Tuesday, October 07, 2008

So NOT the UN

So being an American and living outside of America kinda sucks. I don’t think we’re quite aware of how much the rest of the world hates us.

And I know they always say, “We don’t hate Americans; we hate the government,” but these people are dirty liars. They hate Americans.

I happen to be the only American working on my floor, surrounded by Brits, Canadians and a few Greek mixes. For some reason, these foreigners claim to know more about American life and society than I do, without ever having stepped foot there.

Now, I’m not going to say I support the war or the Bush administration, but I’ll be damned when a bunch of rotten-toothed Brits or chip-on-their-shoulder carrying Canadians are going to tell me about life in the States. I don’t think so.

I used to love the English. I really did. We shared many many things in common (alcohol). But everyday when I come in to work, I am assaulted with a barrage of questions, “Hey, MLIGCS, why don’t Americans know any geography?” “Hey, did you hear how the dollar is plummeting against the pound? Ha ha ha ha hahahaha HA.” “Hey why do you guys call is ‘soccer’?” (N.B. – the word “soccer” originated in Britain).

Or the Canadians, who up until I started working with an office full, I used to tout as the NICEST and most DECENT people on earth. They are not. They have a giant chip on their shoulder at America because they are considered the 51st state by the rest of the world. (Um, not our fault).

| Entries |
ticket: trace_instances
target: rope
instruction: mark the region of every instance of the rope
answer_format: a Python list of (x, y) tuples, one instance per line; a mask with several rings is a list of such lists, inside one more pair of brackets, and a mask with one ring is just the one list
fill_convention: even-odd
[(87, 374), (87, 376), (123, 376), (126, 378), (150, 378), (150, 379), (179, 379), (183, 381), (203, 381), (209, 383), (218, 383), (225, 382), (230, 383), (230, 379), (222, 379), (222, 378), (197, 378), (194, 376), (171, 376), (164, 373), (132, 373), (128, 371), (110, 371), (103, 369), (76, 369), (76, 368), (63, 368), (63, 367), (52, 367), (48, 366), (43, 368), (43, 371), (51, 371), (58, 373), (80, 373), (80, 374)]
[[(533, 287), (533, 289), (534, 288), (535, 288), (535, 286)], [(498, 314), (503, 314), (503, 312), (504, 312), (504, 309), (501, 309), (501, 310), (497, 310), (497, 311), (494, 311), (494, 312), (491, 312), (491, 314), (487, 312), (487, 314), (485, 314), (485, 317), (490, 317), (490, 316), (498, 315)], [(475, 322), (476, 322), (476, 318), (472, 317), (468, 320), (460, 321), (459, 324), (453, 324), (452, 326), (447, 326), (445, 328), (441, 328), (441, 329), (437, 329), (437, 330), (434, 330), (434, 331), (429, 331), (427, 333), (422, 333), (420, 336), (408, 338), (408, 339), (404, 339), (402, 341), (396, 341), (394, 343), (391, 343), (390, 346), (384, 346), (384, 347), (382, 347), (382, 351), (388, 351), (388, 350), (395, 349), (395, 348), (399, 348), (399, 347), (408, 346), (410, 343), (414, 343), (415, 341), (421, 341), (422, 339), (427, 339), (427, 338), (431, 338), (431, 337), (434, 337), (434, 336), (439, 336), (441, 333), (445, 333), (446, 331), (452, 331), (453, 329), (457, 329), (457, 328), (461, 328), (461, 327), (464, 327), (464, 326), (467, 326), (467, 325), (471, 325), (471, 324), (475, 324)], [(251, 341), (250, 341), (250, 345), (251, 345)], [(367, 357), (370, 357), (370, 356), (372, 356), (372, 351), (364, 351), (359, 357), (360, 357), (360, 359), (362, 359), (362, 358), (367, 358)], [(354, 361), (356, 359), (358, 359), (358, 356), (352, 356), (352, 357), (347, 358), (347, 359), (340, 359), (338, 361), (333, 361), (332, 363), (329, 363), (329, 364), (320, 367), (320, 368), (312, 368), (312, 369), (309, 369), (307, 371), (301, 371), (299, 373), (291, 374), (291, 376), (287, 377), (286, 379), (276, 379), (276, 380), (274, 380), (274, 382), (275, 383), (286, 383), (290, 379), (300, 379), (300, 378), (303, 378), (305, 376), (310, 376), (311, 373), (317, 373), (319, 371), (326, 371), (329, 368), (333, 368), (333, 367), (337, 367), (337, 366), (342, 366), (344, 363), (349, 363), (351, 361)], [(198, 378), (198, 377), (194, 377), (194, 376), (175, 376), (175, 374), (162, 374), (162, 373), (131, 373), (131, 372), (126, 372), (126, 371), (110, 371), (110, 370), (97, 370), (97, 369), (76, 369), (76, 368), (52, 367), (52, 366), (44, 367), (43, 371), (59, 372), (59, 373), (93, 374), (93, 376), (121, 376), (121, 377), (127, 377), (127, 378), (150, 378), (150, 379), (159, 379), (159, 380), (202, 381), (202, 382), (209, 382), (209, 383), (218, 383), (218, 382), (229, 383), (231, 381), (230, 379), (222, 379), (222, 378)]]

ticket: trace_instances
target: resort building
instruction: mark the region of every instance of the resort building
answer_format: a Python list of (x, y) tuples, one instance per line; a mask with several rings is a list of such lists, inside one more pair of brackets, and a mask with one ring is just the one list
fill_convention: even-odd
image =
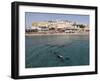
[(68, 20), (33, 22), (31, 27), (26, 28), (26, 32), (79, 33), (89, 32), (89, 26)]

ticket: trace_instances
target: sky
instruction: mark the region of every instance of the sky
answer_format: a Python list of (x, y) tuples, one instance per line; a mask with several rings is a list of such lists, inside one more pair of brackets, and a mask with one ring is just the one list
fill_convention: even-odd
[(69, 20), (76, 23), (89, 25), (89, 15), (25, 12), (26, 26), (32, 26), (32, 22), (49, 20)]

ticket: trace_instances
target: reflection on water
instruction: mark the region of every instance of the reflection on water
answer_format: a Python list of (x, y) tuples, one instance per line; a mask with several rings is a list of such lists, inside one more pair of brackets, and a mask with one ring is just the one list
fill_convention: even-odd
[(25, 67), (89, 65), (88, 35), (25, 37)]

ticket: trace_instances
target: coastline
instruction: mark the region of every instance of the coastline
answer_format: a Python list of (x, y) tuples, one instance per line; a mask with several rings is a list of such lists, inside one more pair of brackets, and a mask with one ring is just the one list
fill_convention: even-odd
[(25, 33), (25, 36), (43, 36), (43, 35), (89, 35), (89, 32), (81, 32), (81, 33)]

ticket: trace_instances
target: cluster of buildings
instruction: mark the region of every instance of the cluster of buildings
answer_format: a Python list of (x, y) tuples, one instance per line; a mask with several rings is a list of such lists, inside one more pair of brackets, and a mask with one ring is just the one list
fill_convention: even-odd
[(45, 21), (33, 22), (31, 27), (26, 27), (26, 33), (79, 33), (89, 32), (89, 26), (77, 24), (72, 21)]

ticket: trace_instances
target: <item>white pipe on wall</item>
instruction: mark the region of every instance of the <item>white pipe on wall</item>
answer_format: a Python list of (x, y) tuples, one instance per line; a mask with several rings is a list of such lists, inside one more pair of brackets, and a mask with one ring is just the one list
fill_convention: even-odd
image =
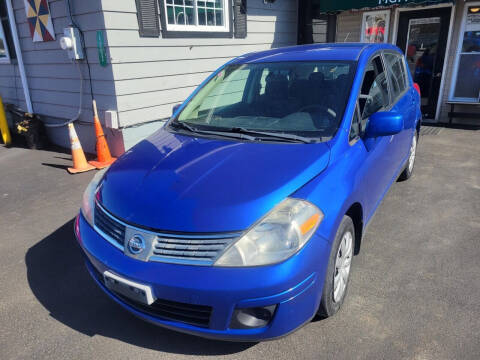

| Your task |
In the post about living abroad as an American, copy the passage that begins with "Now, I’m not" and ends with "originated in Britain).", and swap "alcohol" for "coffee".

| Result of this exercise |
Now, I’m not going to say I support the war or the Bush administration, but I’ll be damned when a bunch of rotten-toothed Brits or chip-on-their-shoulder carrying Canadians are going to tell me about life in the States. I don’t think so.

I used to love the English. I really did. We shared many many things in common (coffee). But everyday when I come in to work, I am assaulted with a barrage of questions, “Hey, MLIGCS, why don’t Americans know any geography?” “Hey, did you hear how the dollar is plummeting against the pound? Ha ha ha ha hahahaha HA.” “Hey why do you guys call is ‘soccer’?” (N.B. – the word “soccer” originated in Britain).